From the first line of the entries through the line containing "Might you point out the underside", output everything exactly except the pictures.

-=-=-

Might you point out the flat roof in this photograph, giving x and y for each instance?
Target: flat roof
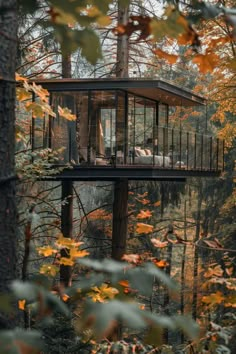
(158, 90)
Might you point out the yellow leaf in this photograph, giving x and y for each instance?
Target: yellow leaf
(66, 113)
(19, 77)
(46, 251)
(171, 58)
(213, 299)
(102, 293)
(158, 243)
(75, 253)
(104, 21)
(22, 94)
(49, 269)
(21, 304)
(143, 228)
(67, 242)
(67, 261)
(206, 62)
(65, 297)
(216, 271)
(132, 258)
(144, 214)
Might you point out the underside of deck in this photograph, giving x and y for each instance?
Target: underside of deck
(111, 173)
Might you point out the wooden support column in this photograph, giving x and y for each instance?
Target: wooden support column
(120, 219)
(67, 199)
(66, 227)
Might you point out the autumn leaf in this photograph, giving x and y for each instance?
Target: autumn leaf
(22, 94)
(19, 77)
(213, 299)
(49, 269)
(124, 283)
(158, 243)
(21, 304)
(46, 251)
(75, 253)
(102, 293)
(66, 113)
(143, 228)
(206, 62)
(65, 297)
(67, 242)
(67, 261)
(216, 271)
(171, 58)
(160, 263)
(144, 214)
(131, 258)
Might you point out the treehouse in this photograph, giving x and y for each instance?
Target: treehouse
(123, 129)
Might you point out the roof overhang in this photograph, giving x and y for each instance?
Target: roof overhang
(157, 90)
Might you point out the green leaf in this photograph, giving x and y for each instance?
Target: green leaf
(13, 341)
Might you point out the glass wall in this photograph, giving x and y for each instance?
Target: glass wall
(114, 128)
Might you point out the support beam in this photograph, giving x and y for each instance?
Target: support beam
(66, 227)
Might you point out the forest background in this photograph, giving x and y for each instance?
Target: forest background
(186, 231)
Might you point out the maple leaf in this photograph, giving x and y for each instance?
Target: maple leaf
(46, 251)
(66, 113)
(131, 258)
(21, 304)
(216, 271)
(143, 228)
(213, 299)
(160, 263)
(75, 253)
(206, 62)
(158, 243)
(171, 58)
(67, 242)
(102, 293)
(67, 261)
(124, 283)
(49, 269)
(144, 214)
(213, 243)
(158, 203)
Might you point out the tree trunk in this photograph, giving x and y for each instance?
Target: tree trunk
(196, 258)
(67, 198)
(8, 211)
(120, 204)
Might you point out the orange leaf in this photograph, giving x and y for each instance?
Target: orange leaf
(206, 62)
(161, 264)
(171, 58)
(143, 228)
(21, 304)
(132, 258)
(158, 243)
(144, 214)
(124, 283)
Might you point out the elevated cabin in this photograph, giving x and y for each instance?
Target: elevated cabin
(122, 130)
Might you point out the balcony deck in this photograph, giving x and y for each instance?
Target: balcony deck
(130, 172)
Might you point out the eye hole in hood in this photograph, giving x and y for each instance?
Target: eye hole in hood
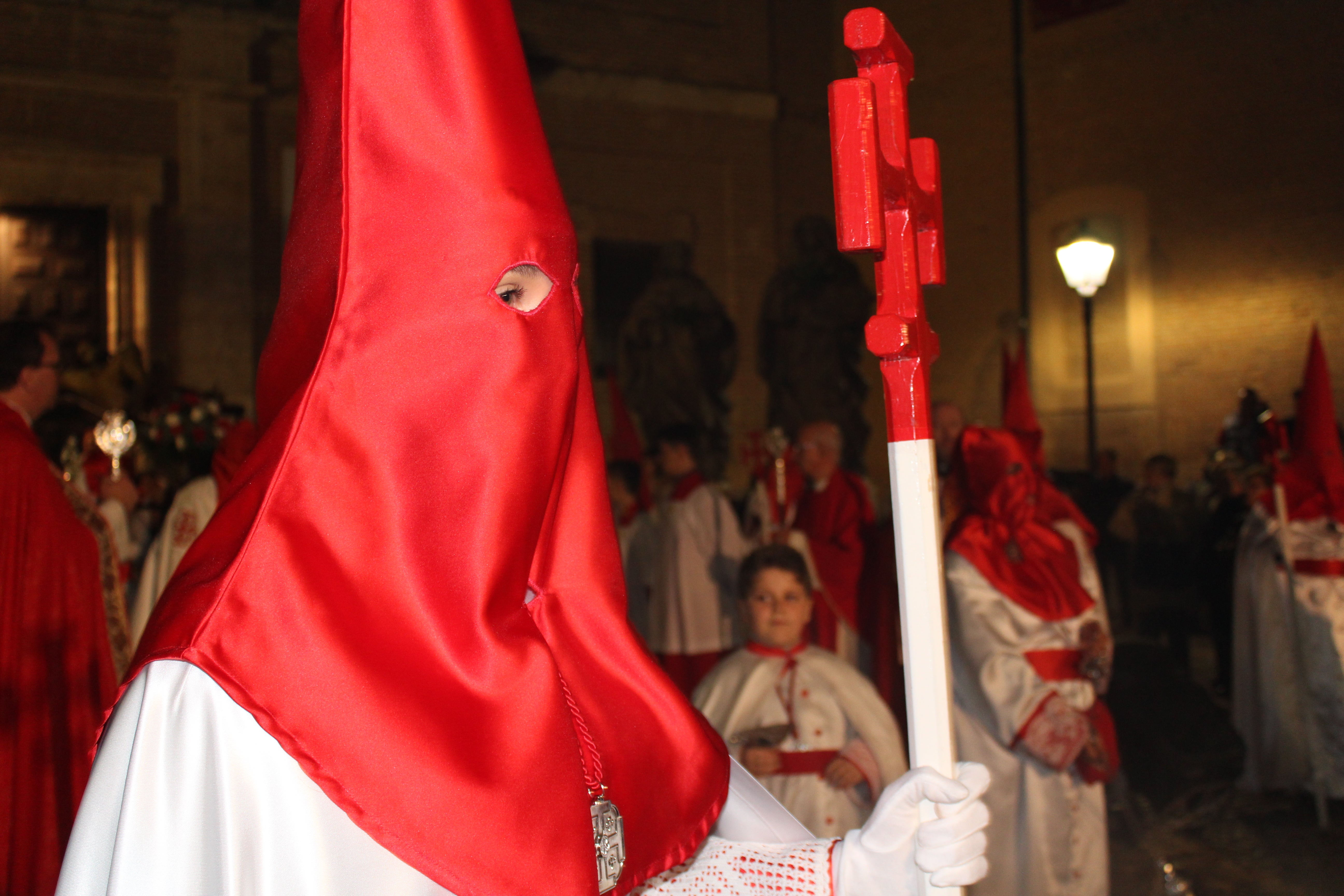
(523, 288)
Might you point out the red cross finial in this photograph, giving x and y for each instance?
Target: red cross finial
(889, 201)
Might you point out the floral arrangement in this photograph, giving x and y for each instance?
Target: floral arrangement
(186, 429)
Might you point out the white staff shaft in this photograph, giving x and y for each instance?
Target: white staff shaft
(924, 617)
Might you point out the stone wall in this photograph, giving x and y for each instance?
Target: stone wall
(173, 117)
(1203, 135)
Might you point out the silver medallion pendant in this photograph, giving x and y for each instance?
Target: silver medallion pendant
(609, 842)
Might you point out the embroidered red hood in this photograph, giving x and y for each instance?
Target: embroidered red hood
(428, 457)
(1019, 418)
(1003, 535)
(1314, 479)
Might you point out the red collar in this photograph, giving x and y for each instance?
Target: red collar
(762, 651)
(687, 484)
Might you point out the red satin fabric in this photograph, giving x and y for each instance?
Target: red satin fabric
(428, 457)
(56, 664)
(1002, 534)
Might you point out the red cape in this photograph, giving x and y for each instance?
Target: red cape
(57, 674)
(837, 520)
(429, 457)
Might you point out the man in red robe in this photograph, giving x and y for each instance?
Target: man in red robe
(834, 514)
(57, 674)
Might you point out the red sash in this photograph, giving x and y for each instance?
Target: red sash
(1319, 568)
(1062, 666)
(1056, 666)
(806, 762)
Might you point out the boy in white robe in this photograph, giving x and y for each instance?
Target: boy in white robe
(698, 547)
(370, 680)
(1031, 653)
(803, 720)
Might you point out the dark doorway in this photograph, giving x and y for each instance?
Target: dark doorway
(54, 268)
(621, 271)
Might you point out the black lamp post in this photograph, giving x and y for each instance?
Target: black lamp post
(1087, 264)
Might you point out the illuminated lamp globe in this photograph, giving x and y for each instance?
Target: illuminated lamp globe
(1087, 262)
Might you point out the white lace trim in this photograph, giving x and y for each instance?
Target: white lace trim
(726, 868)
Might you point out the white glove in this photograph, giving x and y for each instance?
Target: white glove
(886, 855)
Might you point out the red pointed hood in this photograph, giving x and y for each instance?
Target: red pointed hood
(429, 457)
(1003, 534)
(1021, 420)
(1314, 479)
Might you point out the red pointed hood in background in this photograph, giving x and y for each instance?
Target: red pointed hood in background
(1003, 534)
(1314, 479)
(1019, 418)
(429, 457)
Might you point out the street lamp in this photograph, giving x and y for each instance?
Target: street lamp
(1087, 264)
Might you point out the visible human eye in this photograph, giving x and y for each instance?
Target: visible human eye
(523, 288)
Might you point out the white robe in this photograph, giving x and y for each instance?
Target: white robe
(834, 707)
(191, 797)
(691, 612)
(1271, 709)
(189, 515)
(1047, 831)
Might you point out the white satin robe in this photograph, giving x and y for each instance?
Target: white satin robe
(1271, 707)
(1047, 831)
(191, 797)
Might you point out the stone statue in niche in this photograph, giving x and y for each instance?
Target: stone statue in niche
(811, 335)
(678, 354)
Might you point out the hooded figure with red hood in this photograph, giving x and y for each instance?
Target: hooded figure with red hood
(397, 660)
(1031, 656)
(1288, 631)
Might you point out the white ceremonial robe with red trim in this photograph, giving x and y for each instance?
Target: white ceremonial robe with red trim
(691, 612)
(834, 709)
(191, 797)
(1047, 836)
(191, 510)
(1288, 675)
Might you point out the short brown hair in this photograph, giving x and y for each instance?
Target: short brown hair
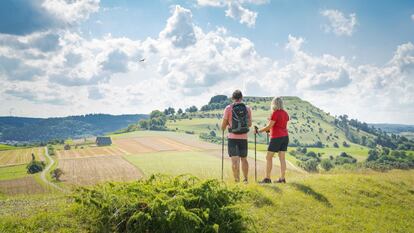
(237, 95)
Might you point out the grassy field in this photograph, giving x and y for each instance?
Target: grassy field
(371, 202)
(176, 163)
(20, 156)
(357, 202)
(6, 147)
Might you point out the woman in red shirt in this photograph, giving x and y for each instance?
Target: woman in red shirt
(279, 139)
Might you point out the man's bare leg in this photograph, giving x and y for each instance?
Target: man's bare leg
(235, 165)
(245, 167)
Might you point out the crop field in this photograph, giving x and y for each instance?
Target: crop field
(13, 172)
(20, 156)
(6, 147)
(25, 185)
(88, 152)
(195, 157)
(92, 170)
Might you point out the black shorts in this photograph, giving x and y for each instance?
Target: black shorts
(278, 144)
(237, 147)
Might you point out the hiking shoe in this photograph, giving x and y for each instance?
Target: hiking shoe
(265, 181)
(280, 180)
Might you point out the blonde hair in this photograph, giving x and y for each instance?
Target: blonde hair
(277, 103)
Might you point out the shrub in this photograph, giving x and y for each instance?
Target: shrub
(310, 165)
(161, 204)
(344, 158)
(56, 174)
(326, 164)
(35, 166)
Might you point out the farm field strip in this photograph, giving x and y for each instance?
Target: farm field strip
(88, 152)
(20, 156)
(132, 146)
(25, 185)
(92, 170)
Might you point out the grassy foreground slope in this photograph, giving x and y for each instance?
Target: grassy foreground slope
(358, 202)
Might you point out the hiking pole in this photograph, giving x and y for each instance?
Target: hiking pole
(222, 155)
(267, 137)
(255, 153)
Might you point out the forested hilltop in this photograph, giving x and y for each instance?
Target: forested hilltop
(30, 130)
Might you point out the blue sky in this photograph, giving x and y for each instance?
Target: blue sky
(75, 57)
(382, 25)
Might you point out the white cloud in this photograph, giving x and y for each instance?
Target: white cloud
(236, 9)
(340, 24)
(245, 16)
(71, 12)
(180, 28)
(186, 65)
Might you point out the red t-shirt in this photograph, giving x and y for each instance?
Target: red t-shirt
(279, 129)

-=-=-

Written response
Might you point out the flat roof in this photograph, giving x and y for each instance?
Target: flat roof
(158, 90)
Might you point out the yellow leaf in this photograph, giving x and y for each instance?
Target: yellow leaf
(66, 113)
(19, 77)
(46, 251)
(171, 58)
(213, 299)
(102, 293)
(158, 243)
(75, 253)
(104, 21)
(22, 94)
(49, 269)
(21, 304)
(143, 228)
(67, 242)
(67, 261)
(206, 62)
(65, 297)
(216, 271)
(132, 258)
(144, 214)
Might you point out the underside of deck in this photograph, giving x and y for each instance?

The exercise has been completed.